Supplied information:
-- START --

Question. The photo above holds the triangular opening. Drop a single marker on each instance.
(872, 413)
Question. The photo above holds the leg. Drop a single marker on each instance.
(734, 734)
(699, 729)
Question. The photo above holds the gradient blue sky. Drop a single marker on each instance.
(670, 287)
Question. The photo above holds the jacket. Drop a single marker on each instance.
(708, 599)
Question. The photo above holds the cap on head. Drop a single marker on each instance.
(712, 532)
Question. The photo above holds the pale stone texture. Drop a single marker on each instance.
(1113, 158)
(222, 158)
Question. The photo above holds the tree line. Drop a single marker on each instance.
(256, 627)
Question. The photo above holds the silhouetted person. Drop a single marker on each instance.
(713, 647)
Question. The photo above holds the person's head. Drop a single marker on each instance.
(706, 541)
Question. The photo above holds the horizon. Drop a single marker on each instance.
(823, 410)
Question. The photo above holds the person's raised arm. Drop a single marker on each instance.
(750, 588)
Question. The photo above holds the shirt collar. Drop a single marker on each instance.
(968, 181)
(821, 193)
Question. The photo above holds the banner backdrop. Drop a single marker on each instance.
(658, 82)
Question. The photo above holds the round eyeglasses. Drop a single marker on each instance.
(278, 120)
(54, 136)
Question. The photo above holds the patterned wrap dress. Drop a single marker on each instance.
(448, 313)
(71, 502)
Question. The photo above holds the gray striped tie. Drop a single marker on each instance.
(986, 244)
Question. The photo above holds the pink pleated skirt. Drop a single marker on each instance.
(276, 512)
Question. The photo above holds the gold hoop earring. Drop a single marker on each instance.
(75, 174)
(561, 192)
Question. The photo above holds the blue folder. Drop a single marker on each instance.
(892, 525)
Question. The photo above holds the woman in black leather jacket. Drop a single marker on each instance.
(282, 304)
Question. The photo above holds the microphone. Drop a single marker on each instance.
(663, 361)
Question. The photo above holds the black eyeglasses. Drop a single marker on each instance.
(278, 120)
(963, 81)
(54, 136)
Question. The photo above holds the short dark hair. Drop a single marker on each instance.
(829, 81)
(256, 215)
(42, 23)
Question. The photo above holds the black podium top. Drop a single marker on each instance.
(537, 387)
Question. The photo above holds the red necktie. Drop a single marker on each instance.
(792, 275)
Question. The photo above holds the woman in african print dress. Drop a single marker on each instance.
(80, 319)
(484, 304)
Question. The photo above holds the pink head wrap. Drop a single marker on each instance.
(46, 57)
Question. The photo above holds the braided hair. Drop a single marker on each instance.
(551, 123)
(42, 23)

-- END --

To do:
Retype all of the records above word for word, with no changes.

Result:
Question. The photo above holds the triangular opening. Drop a single marker on each instance.
(872, 413)
Question. The photo above holds the leg. Drop a single marker on each instance.
(734, 734)
(699, 729)
Question. The photo above holds the gradient blue sky. Drop a single marker on each instance.
(670, 287)
Question. The photo above holds the jacket. Drop a single marker on each instance.
(708, 599)
Question. The photo above holds the cap on head. Drop a single marker on each instance.
(712, 532)
Question. The photo above holds the pale stone texture. Drop a single marker on each instance.
(1113, 158)
(222, 158)
Question. The photo above holds the tree line. Drop a single marker on each instance.
(256, 627)
Question. The photo above holds the silhouetted person. Drop a single marker on each instance.
(713, 647)
Question. The photo above holds the person's head. Drop a single marker on each instance.
(706, 541)
Question. The photo above holds the horizon. Drop a single marker on each instance.
(823, 410)
Question. The photo above holds the person's raised arm. Drop a single marker on each instance.
(750, 588)
Question. The photo above holds the shirt collar. Drop a single marker on each instance.
(968, 181)
(821, 193)
Question. The photo above holds the banner backdrop. Drop a single marker on each instance.
(658, 82)
Question. The photo above holds the round eyeglasses. Drop a single marker on each instance.
(278, 120)
(54, 136)
Question. The photo above holds the patterned wrap dress. Drop a single marker on each instance.
(448, 313)
(71, 502)
Question. The photo above holds the gray striped tie. Drop a single marker on each instance.
(986, 244)
Question. The photo above holds the pink pleated skirt. Drop a single marker on each instance.
(276, 512)
Question. The photo above holds the gold hoop earring. Drop a single marker on each instance.
(75, 174)
(561, 192)
Question. The photo above holds the blue folder. Drop a single marker on each instance.
(892, 525)
Question. The photo above holds the woman in black leather jacket. Drop a single marker on each instance.
(282, 304)
Question. The photo above holds the microphone. Drop a single marker on each instance.
(663, 361)
Question. The photo above holds the black eyeglasses. Drop a single marker on each instance.
(278, 120)
(963, 81)
(54, 136)
Question. The photo above holds the short dark hair. Drop a single marker on each instance.
(829, 81)
(256, 215)
(42, 23)
Question. The photo above holds the black podium top. Drop a single marker on each instance.
(537, 387)
Question. The photo above holds the red necktie. Drop a single marker on each instance.
(792, 275)
Question. The photo above holds the woman in african print dress. Drop a single marker on each instance.
(80, 319)
(484, 304)
Question. The photo above holds the pink head wrap. Drop a single marker on each instance.
(46, 57)
Question. The photo above holds the braided hair. Drop a single marker on each instance.
(551, 123)
(42, 23)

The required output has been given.